Task goal:
Write out the whole listing without a single alteration.

Supplied data:
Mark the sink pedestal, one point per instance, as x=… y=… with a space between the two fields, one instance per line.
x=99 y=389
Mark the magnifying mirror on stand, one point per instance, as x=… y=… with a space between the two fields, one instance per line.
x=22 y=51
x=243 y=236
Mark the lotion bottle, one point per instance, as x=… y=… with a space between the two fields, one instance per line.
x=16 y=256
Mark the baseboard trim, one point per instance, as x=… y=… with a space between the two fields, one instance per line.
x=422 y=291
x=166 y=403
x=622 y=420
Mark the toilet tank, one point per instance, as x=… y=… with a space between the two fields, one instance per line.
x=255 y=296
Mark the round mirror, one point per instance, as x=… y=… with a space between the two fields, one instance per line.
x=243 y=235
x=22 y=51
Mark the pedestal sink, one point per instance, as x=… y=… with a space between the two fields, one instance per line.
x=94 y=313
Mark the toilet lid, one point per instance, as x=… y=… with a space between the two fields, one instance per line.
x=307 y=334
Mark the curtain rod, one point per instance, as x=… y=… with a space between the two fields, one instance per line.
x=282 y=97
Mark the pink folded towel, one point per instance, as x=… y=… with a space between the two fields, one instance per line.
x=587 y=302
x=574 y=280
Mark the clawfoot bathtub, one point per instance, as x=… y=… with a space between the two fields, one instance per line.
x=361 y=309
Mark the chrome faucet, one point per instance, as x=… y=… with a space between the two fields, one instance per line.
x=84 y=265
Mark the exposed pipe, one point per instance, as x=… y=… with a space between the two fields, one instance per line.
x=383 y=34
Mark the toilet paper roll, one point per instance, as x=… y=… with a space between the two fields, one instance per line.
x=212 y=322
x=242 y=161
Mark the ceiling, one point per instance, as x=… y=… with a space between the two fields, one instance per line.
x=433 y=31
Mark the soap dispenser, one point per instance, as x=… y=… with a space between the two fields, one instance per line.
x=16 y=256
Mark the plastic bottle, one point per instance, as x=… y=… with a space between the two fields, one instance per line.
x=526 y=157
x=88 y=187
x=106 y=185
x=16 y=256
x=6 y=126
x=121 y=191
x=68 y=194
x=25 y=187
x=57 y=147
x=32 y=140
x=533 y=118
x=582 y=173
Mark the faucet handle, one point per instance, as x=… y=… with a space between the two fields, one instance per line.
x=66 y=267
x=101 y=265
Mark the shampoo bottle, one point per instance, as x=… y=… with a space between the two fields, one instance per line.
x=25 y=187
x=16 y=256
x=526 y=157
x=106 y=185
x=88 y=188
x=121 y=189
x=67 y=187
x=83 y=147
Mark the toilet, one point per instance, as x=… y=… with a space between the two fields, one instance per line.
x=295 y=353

Solved exercise:
Mark the sink pedestal, one point per instance, as x=… y=… with a space between the two fields, one instance per line.
x=99 y=389
Mark the magnifying mirror on stand, one point per instance, as x=… y=… with a space between the two fields, one instance per line.
x=22 y=51
x=243 y=236
Mark the lotion bottle, one point per instance, as x=… y=… with a space between the two fields, one instance per line.
x=16 y=256
Mark the baseboard trim, one point per instance, as x=… y=… with a space between the two fields, one instance per line.
x=422 y=291
x=166 y=403
x=622 y=420
Mark the toilet tank, one point per instance, as x=… y=… with a space between the two fields, one instance per line.
x=255 y=296
Mark the round mirror, one point per instance, as x=… y=… with a space between the two fields, one instance per line.
x=243 y=235
x=22 y=51
Mark the pedestal sink, one point per instance, as x=… y=… with a space between the two fields, one instance per line.
x=94 y=313
Mark the toilet lid, one point per instance, as x=… y=… with a space between the two fields, one instance per line.
x=307 y=334
Mark the curtain rod, one point per instance, as x=… y=… with a space between the two fields, one instance per line.
x=282 y=97
Mark the pink folded towel, one point per instance, as x=… y=… with a space between the two fields, one instance per line.
x=587 y=302
x=574 y=280
Mark the clawfoot bathtub, one point per instance, as x=… y=… with a space between the two fields, one instance per line.
x=361 y=309
Mark the chrome faucet, one point per instance, as x=… y=… with a space between the two fields, one instance per line.
x=84 y=265
Mark the exposed pipe, one point per instance, as x=… y=… with a space between the two fields, one instance per line.
x=383 y=34
Mark the toilet paper roll, one point per instance, as x=… y=… with a space between the two fields, one instance per line.
x=212 y=322
x=242 y=161
Mark the ceiling, one point per instance, as x=… y=… with a space between the two fields, one instance per line.
x=433 y=31
Mark the soap dispenser, one point per instance, as x=… y=… with a space between the two fields, one instance per line.
x=16 y=256
Mark the plastic bottle, one point per instance, as x=… y=… with a space between the two fields, one instance per line.
x=526 y=157
x=88 y=187
x=106 y=185
x=16 y=256
x=6 y=126
x=121 y=191
x=68 y=194
x=25 y=187
x=57 y=147
x=32 y=140
x=533 y=118
x=582 y=173
Mark the faucet handle, one point per instance, as x=… y=… with a space between the two fields, one instance per line.
x=66 y=267
x=101 y=265
Mark the shampoo bottle, one point per instance, as x=… y=… with a space between the two fields, one instance per line.
x=25 y=187
x=16 y=256
x=526 y=157
x=106 y=185
x=88 y=188
x=121 y=189
x=67 y=187
x=83 y=147
Mark the toilet, one point per instance, as x=… y=… with a space between the two fields, one instance per line.
x=295 y=353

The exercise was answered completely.